::: SOURCE MATERIAL

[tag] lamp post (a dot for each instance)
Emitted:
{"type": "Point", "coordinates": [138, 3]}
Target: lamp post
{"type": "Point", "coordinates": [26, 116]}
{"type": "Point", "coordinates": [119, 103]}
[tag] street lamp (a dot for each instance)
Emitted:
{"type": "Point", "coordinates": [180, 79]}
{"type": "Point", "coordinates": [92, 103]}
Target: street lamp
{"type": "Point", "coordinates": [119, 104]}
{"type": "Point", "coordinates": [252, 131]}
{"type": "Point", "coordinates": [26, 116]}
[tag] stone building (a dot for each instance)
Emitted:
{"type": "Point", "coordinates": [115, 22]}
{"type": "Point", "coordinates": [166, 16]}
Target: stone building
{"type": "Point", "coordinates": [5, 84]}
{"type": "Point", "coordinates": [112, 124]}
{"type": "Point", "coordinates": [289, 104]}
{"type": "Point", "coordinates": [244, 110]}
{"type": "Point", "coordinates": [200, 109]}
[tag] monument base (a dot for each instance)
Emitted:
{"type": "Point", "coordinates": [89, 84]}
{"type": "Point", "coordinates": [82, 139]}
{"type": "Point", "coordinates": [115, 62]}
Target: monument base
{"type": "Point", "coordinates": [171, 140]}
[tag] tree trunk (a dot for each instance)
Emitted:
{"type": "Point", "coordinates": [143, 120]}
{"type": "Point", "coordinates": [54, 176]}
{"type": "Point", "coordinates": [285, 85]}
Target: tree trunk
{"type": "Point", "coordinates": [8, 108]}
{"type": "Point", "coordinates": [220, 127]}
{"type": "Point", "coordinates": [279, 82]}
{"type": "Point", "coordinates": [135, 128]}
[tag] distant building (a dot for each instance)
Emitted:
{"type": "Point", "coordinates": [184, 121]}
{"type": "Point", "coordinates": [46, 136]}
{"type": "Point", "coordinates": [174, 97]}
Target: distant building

::::::

Take every line above carrying "each" and return it.

[tag] lamp post (a dot for each instance)
[tag] street lamp (a dot for each instance)
[tag] stone building (a dot for each instance)
[tag] monument base (a dot for each instance)
[tag] tree trunk (a dot for each instance)
[tag] distant building (a dot for each instance)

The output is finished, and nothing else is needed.